Given instruction a -> Rewrite the entries, starting at their beginning and ending at the line containing "0,0,900,548". Replace "tight" with "close-fitting", change nothing else, leave out the pictures, and give back only those lines.
═════ Document passage ═════
Ali is a web content strategist and a very nice person to chat to!

Ok, now I'll hand over to Ali..

p.s. I'm working on my Twitter/Linkedin type app - it's called WeAreRecommended.com - more details soon...

How LinkedIn adds quality to your Twitter following

Last week in this blog Joel asked ‘Can we use Twitter as LinkedIn?’ and came up with some wizard tips for recommending folk on Twitter in the same way that we do on LinkedIn.

 

But he said ‘LinkedIn doesn't really do it for me’ and I can see what he means.  Like him, I definitely prefer the informality and fun of Twitter and the discipline of squeezing everything into 140 characters.  And, like him, I believe in quality over quantity when it comes to followers.

However -  there is great potential in LinkedIn for building up quality contacts and prospects. I use LinkedIn to enhance my Twitter experience. Here’s how.

 

Let’s say I want to connect with internet strategists – people, in fact, just like Joel. First, I’ll choose a town or city to focus on – let’s try Newport in South Wales.
═════
Given instruction b ->
From the blog post about LinkedIn and Twitter:
(i) What is Ali's job?
(ii) What is the Twitter/LinkedIn type app mentioned in the p.s. called?
(iii) Which town is chosen as the focus when looking for internet strategists?
═════ Information provided ═════
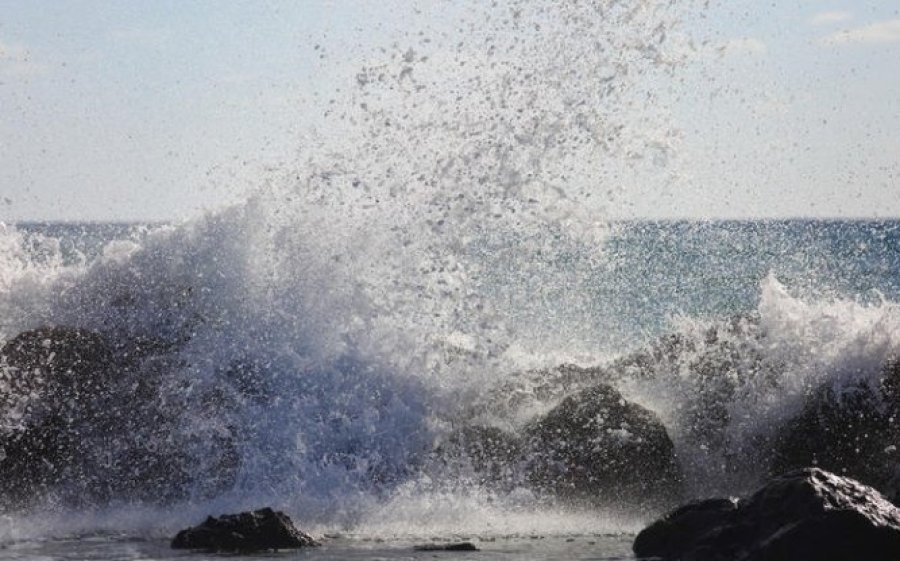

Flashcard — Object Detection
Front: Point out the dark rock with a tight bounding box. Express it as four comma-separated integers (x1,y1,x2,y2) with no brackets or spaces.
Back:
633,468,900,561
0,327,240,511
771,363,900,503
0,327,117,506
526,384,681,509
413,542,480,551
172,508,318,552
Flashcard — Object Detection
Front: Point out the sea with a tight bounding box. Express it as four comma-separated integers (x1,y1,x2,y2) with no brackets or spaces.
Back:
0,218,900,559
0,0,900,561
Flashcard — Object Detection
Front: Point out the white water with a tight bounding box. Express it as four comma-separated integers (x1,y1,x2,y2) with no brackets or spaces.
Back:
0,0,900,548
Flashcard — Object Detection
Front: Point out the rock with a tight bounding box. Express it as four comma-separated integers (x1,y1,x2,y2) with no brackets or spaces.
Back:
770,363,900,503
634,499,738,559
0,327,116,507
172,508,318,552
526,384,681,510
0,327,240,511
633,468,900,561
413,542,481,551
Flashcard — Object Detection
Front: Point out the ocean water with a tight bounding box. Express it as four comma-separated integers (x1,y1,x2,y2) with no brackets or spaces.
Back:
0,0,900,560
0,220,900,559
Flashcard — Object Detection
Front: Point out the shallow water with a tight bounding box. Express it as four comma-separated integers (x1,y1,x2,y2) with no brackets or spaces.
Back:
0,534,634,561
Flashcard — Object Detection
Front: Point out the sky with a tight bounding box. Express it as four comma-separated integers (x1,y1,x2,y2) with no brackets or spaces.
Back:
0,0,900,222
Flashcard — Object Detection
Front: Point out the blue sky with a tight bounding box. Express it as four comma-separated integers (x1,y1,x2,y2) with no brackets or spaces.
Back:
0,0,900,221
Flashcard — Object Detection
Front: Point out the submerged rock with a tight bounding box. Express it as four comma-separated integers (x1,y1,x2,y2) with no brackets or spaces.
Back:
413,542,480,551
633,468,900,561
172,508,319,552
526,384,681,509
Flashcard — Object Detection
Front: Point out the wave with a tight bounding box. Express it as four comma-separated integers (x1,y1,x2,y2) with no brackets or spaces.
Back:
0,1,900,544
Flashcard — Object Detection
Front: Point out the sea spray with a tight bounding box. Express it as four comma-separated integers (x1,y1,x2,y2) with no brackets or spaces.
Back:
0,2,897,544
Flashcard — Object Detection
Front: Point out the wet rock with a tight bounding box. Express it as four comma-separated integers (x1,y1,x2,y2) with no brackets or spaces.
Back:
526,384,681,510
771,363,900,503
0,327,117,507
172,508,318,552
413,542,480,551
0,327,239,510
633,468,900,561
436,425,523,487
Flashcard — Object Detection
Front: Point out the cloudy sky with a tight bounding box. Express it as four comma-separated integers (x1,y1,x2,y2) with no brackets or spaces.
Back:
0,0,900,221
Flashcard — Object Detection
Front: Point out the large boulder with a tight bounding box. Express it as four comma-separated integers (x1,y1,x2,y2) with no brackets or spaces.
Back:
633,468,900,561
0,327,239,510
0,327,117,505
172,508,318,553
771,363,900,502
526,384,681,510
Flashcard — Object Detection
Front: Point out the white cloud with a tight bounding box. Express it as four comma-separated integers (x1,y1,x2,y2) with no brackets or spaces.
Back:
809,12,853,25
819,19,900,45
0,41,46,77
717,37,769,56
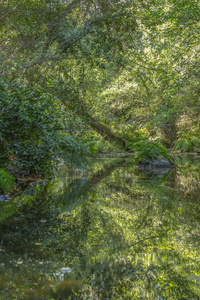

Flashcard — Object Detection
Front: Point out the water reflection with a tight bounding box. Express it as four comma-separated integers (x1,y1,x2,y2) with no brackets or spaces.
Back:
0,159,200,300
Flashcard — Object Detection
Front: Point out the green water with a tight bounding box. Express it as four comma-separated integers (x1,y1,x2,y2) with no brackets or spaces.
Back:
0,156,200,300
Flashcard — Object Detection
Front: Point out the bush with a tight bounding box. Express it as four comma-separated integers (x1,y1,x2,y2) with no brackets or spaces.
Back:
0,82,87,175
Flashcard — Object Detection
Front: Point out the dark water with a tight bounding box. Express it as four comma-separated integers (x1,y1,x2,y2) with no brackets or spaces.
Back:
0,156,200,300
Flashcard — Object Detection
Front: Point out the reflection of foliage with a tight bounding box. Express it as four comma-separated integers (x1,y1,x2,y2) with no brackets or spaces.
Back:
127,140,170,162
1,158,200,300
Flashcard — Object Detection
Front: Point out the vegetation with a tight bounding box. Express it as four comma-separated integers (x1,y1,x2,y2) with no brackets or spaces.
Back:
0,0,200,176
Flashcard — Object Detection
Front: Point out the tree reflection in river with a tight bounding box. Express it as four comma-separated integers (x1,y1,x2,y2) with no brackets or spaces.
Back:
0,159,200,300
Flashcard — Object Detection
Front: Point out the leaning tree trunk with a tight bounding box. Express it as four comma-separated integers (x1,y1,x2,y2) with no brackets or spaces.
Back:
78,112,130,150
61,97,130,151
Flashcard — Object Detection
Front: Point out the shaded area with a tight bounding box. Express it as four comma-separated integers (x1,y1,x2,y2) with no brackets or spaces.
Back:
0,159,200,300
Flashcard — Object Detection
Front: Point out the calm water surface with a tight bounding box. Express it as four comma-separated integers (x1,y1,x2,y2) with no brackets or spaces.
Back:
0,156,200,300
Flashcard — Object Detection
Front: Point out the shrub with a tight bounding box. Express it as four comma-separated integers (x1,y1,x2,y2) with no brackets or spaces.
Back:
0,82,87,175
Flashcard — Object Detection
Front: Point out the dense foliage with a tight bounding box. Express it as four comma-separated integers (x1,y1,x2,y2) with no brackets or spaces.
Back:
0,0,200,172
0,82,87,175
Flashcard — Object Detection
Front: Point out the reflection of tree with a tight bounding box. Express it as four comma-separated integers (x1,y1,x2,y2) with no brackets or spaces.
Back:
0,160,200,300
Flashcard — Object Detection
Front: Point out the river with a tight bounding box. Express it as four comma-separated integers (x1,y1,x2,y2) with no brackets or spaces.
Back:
═════
Expected answer a ->
Flashcard — Object Detection
Front: Point out the dark rock with a close-fitting bounding box. Express it as four comma-separated integers (x1,y1,x2,y2) with no brackets or spaces.
Back:
633,468,900,561
0,327,240,511
771,363,900,503
0,327,117,506
526,384,681,509
413,542,480,551
172,508,318,552
Flashcard — Object Detection
Front: Point out the sea with a close-fitting bounding box. Express it as four comma-separated integers (x1,y1,x2,y2) with no brackets or spaces.
Back:
0,218,900,559
0,0,900,561
Flashcard — Object Detection
Front: Point out the white water with a close-fitting bounding box. Express it as four comma-separated integers (x1,y1,x2,y2) with no brackets or spaces.
Back:
0,0,900,548

Expected answer b ->
(i) Web content strategist
(ii) WeAreRecommended.com
(iii) Newport in South Wales